__Tasks for this exercise__.
(1) Reproduce the part of the essay on nature versus nurture starting with "Research by Cambridge" and going on through "think and behave.".
(2) Answer each question from the essay on nature versus nurture:
(a) Which two countries does it name as having plenty of high land?
(b) Which person does it say had the smart genes since birth?
(c) In the Cambridge study, what type of toy does an adult intend to give a baby girl dressed in a boy's clothes?
(3) List every source of research that the essay on nature versus nurture credits for its examples.

__Extract to read__.
========================

The nature vs nurture is a debate on if the behaviours of a person is inherited or learned through the environment and life. I think that nature is what comes from your older generations and what is passed on to you.

As an example from BBC’s research, if you are born from both parents that was an olympic gold medalist runner many times, you might as well be fast having the genes passed on. But nurture comes in and also changes how fast you are. Good athletes train and train to extend their possibilities to get better and environments effect this a lot. there are countries like Kenya and Ethiopia, where there is plenty of high land and you become adapted to that enviornment. This passes on to the next generation and they get better too. Using Eugenics in sports is a big idea of making stronger and powerful people in certain sports.

Another example is a study of twins done by the ‘Lousville Twin Study’. Twins are born at the same time and can look simlilar meaning they are identical. These identical twins can though be different because one gets more nutritions during the reproduction process. But the intelligence and behaviours are within you already, although if you don’t study and the other studies for the whole time, then that’s different. People like Mozart had the smart genes since when he was born and he developed it as he grown.

Research by Cambridge study was to see how people act to adults and gender and if they are stereotypic. When an adult sees a baby girl with a boy’s clothes, they intend to give them a boy’s type of toy. And this is pretty stereotypic as people already think as boy’s should have a truck toy to play and girls with dolls. That image passes on to their children and parents tell them to play with boys with boy toys and girls with girl toys.

Overall our world has lots of both Nature and Nurture aspects which impact the way we think and behave.

========================

__Supplied data__.
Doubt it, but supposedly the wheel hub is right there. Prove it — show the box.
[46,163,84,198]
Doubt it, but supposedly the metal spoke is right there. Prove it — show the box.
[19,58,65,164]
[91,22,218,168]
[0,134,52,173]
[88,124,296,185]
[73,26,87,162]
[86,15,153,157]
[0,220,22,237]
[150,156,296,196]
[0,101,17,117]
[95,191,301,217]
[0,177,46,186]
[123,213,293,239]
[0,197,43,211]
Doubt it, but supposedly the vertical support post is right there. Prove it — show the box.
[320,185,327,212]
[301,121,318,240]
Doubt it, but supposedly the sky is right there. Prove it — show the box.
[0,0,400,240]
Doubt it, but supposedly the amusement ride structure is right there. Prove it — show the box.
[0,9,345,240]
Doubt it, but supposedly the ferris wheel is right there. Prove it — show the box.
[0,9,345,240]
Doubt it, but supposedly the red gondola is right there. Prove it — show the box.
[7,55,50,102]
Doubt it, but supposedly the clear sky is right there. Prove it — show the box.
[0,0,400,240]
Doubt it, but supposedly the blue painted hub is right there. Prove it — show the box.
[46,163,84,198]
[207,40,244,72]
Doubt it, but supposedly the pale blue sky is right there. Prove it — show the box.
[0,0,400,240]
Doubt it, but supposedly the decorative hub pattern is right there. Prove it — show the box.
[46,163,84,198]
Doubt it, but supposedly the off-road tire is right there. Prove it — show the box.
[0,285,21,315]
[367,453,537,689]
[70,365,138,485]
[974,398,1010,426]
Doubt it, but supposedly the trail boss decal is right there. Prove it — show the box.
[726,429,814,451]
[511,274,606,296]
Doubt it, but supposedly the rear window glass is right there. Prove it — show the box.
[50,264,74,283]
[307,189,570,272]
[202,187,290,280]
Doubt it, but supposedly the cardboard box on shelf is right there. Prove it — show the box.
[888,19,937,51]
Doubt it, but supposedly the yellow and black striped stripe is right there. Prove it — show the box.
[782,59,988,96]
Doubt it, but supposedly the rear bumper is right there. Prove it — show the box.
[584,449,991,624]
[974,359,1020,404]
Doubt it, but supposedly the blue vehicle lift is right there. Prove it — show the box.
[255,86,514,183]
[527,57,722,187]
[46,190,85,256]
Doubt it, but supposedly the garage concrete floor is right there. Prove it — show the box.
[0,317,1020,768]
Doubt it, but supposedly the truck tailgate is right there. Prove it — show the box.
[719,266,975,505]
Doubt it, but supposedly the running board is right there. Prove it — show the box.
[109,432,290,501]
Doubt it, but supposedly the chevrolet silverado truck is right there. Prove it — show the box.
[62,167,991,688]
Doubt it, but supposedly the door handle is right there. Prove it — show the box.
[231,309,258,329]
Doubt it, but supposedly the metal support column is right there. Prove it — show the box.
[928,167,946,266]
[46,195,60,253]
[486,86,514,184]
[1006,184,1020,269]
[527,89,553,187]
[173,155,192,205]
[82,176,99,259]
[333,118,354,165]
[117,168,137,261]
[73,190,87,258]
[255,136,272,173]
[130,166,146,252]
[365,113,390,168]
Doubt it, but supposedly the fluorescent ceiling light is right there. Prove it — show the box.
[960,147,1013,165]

========================

__List of answers__.
(1)
Research by Cambridge study was to see how people act to adults and gender and if they are stereotypic. When an adult sees a baby girl with a boy’s clothes, they intend to give them a boy’s type of toy. And this is pretty stereotypic as people already think as boy’s should have a truck toy to play and girls with dolls. That image passes on to their children and parents tell them to play with boys with boy toys and girls with girl toys.

Overall our world has lots of both Nature and Nurture aspects which impact the way we think and behave.

(2)
(a) Kenya and Ethiopia
(b) Mozart
(c) A boy's type of toy

(3)
BBC's research
the 'Lousville Twin Study'
a Cambridge study